- Work item: Beginning with the line that includes "Each instance receives one keypoint. Mark the grey" and ending with the last line of the entries below, set down each line exactly; include no pictures.

=== Section Start ===

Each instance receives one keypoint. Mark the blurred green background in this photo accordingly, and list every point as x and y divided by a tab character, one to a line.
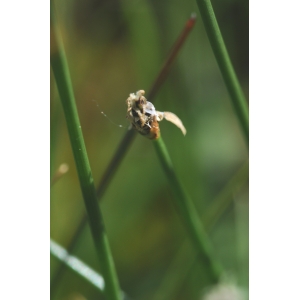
115	48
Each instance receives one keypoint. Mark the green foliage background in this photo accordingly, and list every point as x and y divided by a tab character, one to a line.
115	48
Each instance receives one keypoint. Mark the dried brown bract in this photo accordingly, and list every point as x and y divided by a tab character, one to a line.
144	118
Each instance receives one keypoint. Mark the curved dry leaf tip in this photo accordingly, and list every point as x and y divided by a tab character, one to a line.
175	120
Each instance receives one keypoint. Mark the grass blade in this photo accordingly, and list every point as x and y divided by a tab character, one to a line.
128	137
77	265
226	68
64	85
188	212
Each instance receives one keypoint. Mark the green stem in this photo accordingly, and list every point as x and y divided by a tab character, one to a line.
64	85
226	68
128	138
188	212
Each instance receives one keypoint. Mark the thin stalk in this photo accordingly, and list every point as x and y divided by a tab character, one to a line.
226	68
127	140
173	280
188	212
222	201
64	85
77	265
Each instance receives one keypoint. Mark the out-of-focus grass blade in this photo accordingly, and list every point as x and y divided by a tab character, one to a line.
64	86
225	65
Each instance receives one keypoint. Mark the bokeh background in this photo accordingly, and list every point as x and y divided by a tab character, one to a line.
115	48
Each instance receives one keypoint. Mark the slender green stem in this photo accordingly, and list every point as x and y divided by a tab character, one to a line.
77	265
128	138
226	68
225	197
64	85
172	279
188	212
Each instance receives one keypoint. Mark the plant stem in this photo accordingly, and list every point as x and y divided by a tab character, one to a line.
172	280
64	85
127	140
188	212
226	68
77	265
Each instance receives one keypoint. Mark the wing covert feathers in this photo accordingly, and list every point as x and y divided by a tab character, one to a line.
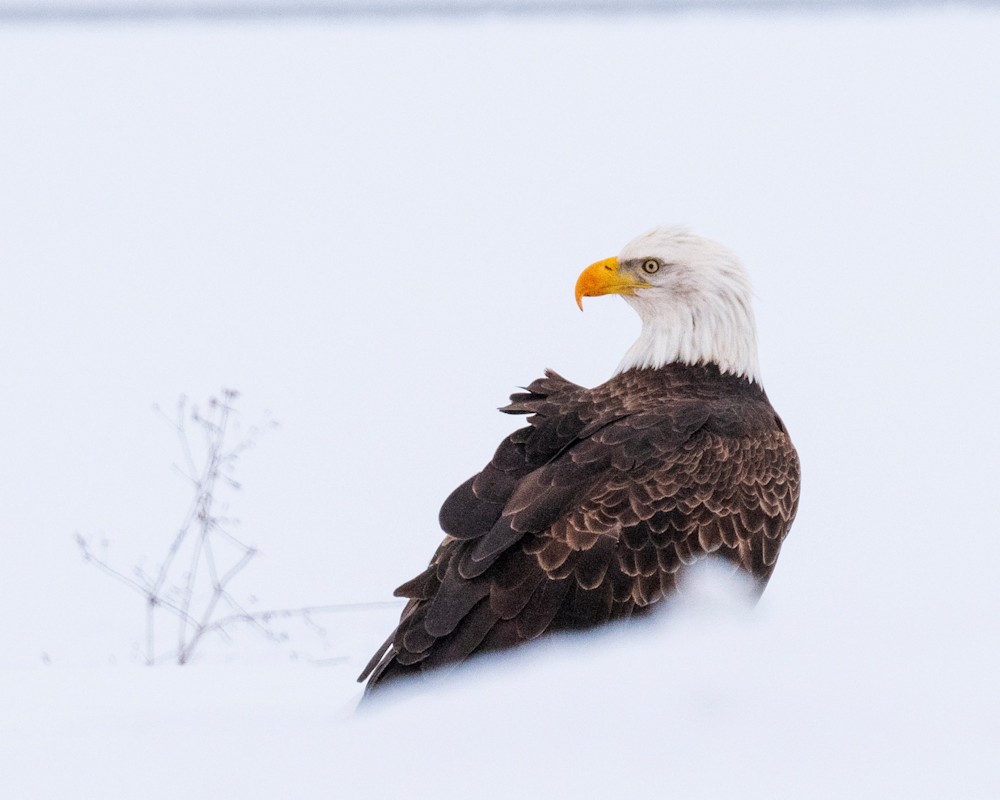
588	513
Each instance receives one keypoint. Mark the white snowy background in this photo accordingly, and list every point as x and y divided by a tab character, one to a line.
372	229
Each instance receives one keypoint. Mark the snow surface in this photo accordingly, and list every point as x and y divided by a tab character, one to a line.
373	230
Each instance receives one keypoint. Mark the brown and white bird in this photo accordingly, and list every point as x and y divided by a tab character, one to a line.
589	513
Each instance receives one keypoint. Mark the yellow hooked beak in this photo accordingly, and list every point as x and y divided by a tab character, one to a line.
605	277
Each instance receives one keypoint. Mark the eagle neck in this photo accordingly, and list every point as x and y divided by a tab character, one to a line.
684	337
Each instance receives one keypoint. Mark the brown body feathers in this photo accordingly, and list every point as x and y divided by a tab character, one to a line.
587	514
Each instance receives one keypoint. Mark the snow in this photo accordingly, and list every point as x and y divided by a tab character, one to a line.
372	229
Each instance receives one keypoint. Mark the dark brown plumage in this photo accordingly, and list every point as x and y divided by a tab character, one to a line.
587	514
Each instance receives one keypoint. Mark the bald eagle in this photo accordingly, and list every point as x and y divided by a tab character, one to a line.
590	513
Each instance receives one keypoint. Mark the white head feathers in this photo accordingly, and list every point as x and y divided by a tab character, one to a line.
696	309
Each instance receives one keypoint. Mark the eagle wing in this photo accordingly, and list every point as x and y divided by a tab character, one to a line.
585	516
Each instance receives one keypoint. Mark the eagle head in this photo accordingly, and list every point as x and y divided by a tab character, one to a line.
692	295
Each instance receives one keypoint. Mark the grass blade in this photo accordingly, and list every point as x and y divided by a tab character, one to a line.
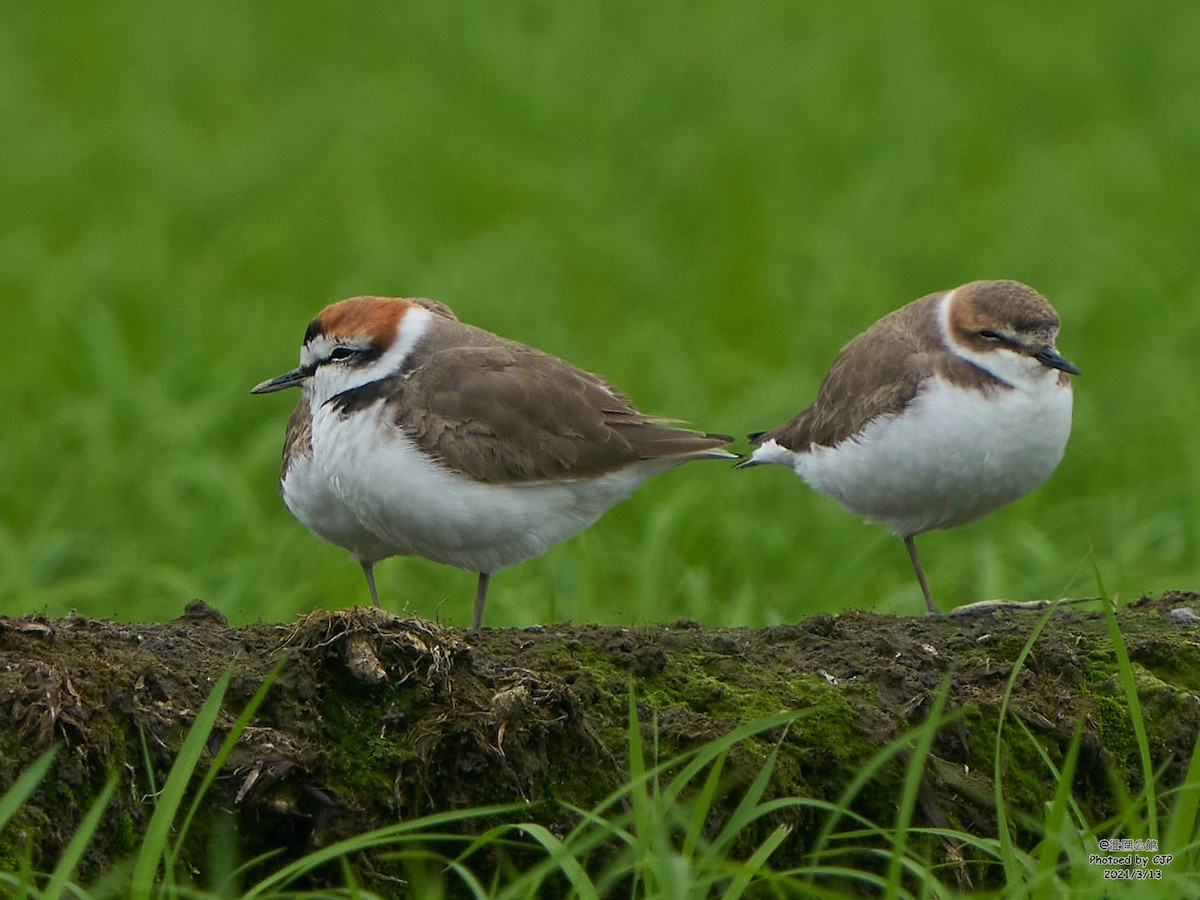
913	777
219	759
154	845
1007	849
79	841
25	785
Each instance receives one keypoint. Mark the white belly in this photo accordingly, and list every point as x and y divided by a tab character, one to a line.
952	457
419	508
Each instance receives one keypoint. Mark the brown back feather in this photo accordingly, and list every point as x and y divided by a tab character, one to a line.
502	412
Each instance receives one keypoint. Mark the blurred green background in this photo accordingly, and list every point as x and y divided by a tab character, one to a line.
700	201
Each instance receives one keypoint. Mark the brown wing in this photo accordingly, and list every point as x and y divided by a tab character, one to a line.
499	411
876	373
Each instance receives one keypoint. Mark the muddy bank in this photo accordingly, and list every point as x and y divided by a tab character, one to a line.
376	719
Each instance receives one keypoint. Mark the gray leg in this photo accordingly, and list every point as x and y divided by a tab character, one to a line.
921	575
369	570
477	621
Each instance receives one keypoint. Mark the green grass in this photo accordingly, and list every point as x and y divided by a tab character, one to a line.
676	829
701	202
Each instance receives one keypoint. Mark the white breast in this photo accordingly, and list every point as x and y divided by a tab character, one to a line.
309	495
418	507
953	456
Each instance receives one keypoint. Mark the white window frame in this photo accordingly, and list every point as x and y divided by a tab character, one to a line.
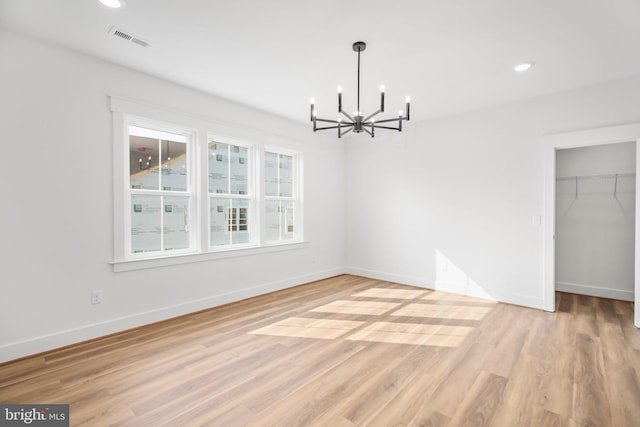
251	197
191	135
126	111
296	197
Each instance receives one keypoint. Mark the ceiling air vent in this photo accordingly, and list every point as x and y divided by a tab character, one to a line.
128	37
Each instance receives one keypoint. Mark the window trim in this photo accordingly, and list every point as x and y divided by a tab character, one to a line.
123	110
296	198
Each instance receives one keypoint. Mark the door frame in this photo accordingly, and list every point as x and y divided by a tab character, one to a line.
583	138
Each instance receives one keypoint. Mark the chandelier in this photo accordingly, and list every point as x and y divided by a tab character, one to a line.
357	122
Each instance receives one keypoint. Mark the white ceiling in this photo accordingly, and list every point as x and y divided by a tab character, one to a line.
449	55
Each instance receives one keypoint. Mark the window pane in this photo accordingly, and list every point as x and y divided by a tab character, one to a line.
218	167
239	221
218	228
174	164
238	165
286	176
271	174
272	220
143	158
145	223
288	220
279	221
229	221
176	223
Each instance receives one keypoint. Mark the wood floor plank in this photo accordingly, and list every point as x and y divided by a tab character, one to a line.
351	351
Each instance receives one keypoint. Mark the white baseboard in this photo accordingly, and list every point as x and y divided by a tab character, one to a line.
59	339
595	291
456	288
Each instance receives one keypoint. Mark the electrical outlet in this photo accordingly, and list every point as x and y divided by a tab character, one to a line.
96	297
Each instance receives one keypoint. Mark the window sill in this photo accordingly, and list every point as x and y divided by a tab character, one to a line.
132	265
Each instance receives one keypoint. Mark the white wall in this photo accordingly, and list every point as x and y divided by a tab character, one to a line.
450	203
57	212
595	230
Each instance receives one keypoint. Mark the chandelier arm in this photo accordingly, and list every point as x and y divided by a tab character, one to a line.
346	131
397	119
327	121
348	116
386	127
372	115
334	127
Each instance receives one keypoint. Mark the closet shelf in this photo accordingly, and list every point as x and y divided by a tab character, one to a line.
603	176
612	176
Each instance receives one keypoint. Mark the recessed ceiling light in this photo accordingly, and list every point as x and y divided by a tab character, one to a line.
523	67
114	4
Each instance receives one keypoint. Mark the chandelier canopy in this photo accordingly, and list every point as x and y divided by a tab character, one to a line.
357	122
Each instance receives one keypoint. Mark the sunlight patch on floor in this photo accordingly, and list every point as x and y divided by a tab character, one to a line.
443	311
412	333
390	293
302	327
356	307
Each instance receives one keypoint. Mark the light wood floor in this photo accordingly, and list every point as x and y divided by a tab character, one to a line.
350	351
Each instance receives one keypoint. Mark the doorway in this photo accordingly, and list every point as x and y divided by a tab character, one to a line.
552	143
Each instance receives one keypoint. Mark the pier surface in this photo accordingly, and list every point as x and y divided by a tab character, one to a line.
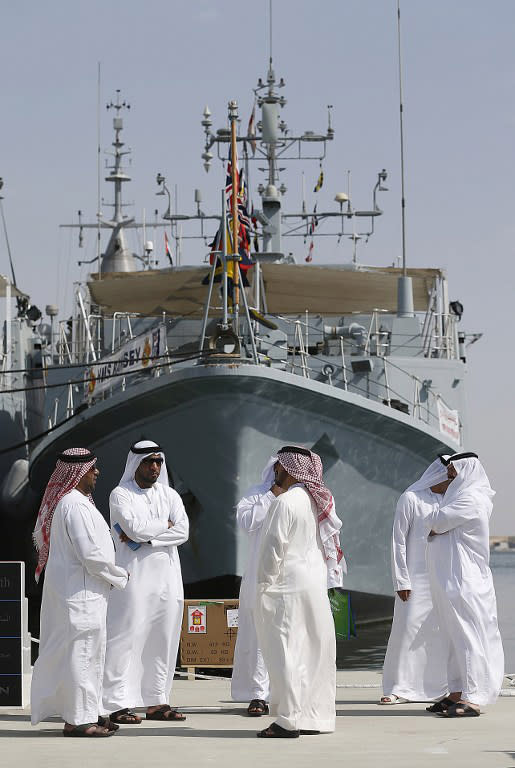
217	732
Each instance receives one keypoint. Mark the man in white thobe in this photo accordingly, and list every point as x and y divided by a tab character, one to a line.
249	675
75	545
413	665
149	523
295	628
462	587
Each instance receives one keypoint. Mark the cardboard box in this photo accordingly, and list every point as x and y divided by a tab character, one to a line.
208	634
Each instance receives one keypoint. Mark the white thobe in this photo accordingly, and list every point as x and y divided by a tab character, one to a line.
143	627
249	674
415	661
464	597
294	624
67	676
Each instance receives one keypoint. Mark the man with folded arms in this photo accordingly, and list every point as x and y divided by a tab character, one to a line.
149	523
75	545
299	556
462	588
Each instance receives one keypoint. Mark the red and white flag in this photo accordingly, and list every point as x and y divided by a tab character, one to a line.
168	250
251	130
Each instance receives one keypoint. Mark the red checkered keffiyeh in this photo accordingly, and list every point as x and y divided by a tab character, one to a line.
71	467
308	469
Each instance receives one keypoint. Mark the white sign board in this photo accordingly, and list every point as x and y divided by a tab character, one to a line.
197	619
232	618
449	421
139	353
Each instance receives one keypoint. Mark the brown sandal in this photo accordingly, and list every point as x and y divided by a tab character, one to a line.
257	707
79	731
125	717
166	713
105	722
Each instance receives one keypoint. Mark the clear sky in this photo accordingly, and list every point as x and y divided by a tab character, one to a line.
171	57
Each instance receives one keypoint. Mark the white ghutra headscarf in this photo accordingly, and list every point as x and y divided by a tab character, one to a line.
137	453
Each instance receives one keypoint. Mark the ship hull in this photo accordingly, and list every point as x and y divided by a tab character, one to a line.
220	424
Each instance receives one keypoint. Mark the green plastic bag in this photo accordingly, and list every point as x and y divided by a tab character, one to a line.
341	608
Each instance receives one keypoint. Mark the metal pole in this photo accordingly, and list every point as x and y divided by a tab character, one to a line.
344	369
251	331
208	302
387	384
401	110
7	325
224	257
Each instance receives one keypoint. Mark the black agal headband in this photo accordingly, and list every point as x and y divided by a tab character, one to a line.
148	449
76	458
446	460
294	449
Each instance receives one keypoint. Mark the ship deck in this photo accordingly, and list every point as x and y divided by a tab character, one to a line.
217	732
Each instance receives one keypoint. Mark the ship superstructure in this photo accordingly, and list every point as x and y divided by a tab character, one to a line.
366	365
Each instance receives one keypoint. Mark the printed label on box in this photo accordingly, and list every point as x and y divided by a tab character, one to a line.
197	619
232	617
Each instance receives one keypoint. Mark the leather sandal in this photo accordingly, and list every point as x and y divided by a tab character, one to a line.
125	717
257	708
79	731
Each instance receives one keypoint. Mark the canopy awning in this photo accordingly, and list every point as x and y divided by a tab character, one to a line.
290	289
4	282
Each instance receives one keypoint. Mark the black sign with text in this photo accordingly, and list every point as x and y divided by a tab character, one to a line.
11	630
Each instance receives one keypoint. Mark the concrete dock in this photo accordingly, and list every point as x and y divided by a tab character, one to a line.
217	732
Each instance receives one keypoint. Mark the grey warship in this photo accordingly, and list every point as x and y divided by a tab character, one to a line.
366	365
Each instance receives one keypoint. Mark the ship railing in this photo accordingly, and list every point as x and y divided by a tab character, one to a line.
375	334
63	347
439	334
422	403
3	369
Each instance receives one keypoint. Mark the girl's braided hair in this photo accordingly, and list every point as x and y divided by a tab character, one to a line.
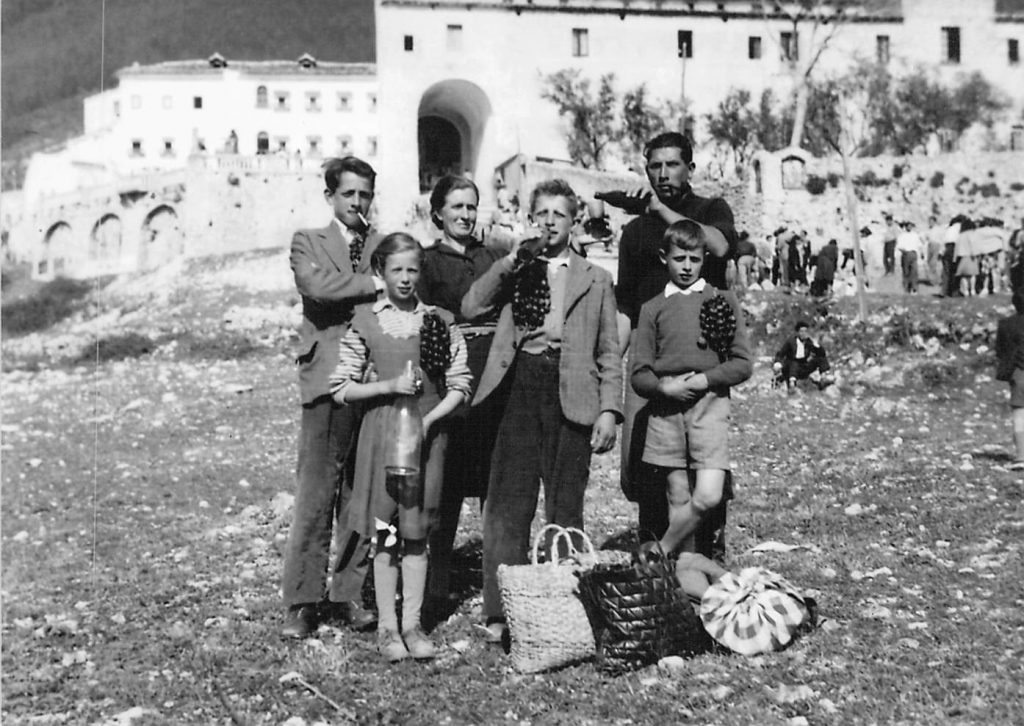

=== Section End ===

- Your solution:
Each instance receives one keypoint. Mark the grey warship in this photo accordingly, and list every point as x and y divided by a tab character, one to a line.
366	365
Each instance receives one keypoint. Mark the ship railing in this photo accordingly, and list every point as x and y divided by a tab character, one to a line.
375	334
63	347
439	334
422	403
3	369
Each instance receives one keypoint. Mark the girl's braided hair in this photo accordingly, and list every point as x and y divided by a tab character, one to a line.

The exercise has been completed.